Work required –
Please print all of the material below, word for word.

Supplied data –
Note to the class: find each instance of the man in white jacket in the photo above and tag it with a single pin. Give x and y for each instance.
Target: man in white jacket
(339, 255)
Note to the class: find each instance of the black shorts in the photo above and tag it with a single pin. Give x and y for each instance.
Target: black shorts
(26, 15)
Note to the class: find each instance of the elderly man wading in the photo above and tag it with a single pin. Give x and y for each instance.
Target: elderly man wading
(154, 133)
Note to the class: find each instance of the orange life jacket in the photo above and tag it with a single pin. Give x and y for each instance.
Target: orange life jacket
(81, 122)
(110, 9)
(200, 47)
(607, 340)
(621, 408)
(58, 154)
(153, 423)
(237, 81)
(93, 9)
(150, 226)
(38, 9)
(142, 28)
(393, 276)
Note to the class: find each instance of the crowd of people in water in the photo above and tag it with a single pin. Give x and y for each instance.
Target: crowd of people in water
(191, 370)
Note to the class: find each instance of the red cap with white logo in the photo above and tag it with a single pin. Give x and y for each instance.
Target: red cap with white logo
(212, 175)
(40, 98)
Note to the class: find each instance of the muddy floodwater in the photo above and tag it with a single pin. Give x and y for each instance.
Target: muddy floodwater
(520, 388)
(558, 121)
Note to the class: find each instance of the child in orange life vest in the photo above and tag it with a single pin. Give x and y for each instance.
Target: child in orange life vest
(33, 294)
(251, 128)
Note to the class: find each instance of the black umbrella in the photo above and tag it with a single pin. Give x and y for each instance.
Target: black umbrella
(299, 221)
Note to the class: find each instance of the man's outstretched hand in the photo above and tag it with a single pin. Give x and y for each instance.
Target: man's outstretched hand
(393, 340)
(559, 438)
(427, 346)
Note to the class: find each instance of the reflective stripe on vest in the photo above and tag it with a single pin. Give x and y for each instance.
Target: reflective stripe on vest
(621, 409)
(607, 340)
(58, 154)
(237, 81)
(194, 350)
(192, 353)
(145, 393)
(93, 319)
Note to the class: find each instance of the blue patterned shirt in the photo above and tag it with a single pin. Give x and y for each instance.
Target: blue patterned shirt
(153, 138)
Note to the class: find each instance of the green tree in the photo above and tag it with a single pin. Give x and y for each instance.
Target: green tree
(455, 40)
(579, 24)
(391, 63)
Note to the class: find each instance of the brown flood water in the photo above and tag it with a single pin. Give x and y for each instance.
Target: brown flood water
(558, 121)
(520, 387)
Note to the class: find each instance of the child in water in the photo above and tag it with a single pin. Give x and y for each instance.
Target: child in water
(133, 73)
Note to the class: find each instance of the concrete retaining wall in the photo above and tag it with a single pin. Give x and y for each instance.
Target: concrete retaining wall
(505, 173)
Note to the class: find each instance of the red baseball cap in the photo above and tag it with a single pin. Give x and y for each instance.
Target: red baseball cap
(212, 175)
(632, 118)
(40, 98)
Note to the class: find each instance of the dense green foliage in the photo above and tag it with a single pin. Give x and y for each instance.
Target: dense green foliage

Output for this exercise –
Note to the class: find each instance of the man in white jacket in the photo above and tag it with a single pin. Give x and y for each instance.
Target: man in white jacket
(339, 255)
Note to the class: find each instance of the black shorts in the photo above and tag it with a single pin. Give x and y for each instance.
Target: black shorts
(26, 15)
Note to the class: find each instance of the elderly man wading in the photo above and tag it with a single pin. Give x and y for each instance.
Target: elderly man wading
(154, 133)
Note to the class: find each instance of the orange life jacket in the photo above and tag it with a single pin. Give x and y for each instance.
Target: orange life jacket
(81, 122)
(110, 9)
(200, 47)
(607, 340)
(621, 408)
(58, 154)
(153, 423)
(237, 81)
(93, 9)
(150, 226)
(38, 9)
(142, 28)
(393, 276)
Note to the class: find each instance of the crowd of people in water in the photo above and tag it with a single pin. Give x and y for each instance.
Target: crowd of people in water
(191, 370)
Note to the class: find each instance of the red cap with white logo in the photo above and tag it with a single pin. Give x and y for each instance.
Target: red cap with white logo
(212, 175)
(40, 98)
Note to the class: find each instance of the muddy floodwater in the photo above and tag it with a single pin. Give x and y for each instance.
Target: muddy floodwater
(520, 388)
(558, 121)
Note to the class: find each instance of the child in orange life vest in the photo above and tag it with a single pin. Give x and y for each instance.
Target: child in orange life vest
(33, 294)
(251, 128)
Note to the class: find each instance of the black umbrella in the photo above and tag it with a single pin. Give x and y for each instance.
Target: black umbrella
(299, 221)
Note to the class: find each instance of the man's outstretched hand in the photo above and tag it with a single pin. Give x and y for each instance.
Target: man's outstretched hand
(393, 340)
(559, 438)
(427, 346)
Note to the class: find each instance of the reflective stripe on vest in the photo above and tag it with a single pin. Give x and y for each instance.
Target: reflective stripe on vest
(621, 409)
(607, 340)
(58, 154)
(237, 81)
(194, 350)
(192, 353)
(145, 393)
(93, 319)
Note to the class: find each instance of the blue patterned shirt in the photo above and tag it with a single pin. Give x and y for each instance.
Target: blue patterned shirt
(153, 138)
Note to the class: find each instance of the green tree in the photo above and tag it with a single pin. Give x and y for each instance.
Target: green tree
(455, 40)
(579, 24)
(391, 63)
Note to the class: find each instance of the brown flood water in the photo above and tag it with a single pin. Give x and y for each instance.
Target: brown flood water
(558, 121)
(520, 387)
Note to the class: find each instance of the child in water in the photo above and tag it with a single pin. Give x and y for each instance.
Target: child in water
(133, 73)
Note to the class: find each instance of the concrete retaining wall in the photo above and tag it with a single pin. Give x and y for each instance.
Target: concrete retaining wall
(505, 173)
Note to the class: find each instance of the red baseball cap in the photo above and tag it with a single pin. Give x and y for each instance.
Target: red baseball cap
(212, 175)
(632, 118)
(40, 98)
Note to the class: find each instance of the dense green foliage in the photo above and tag it with a single pin. Give x and y for each instance.
Target: dense green foliage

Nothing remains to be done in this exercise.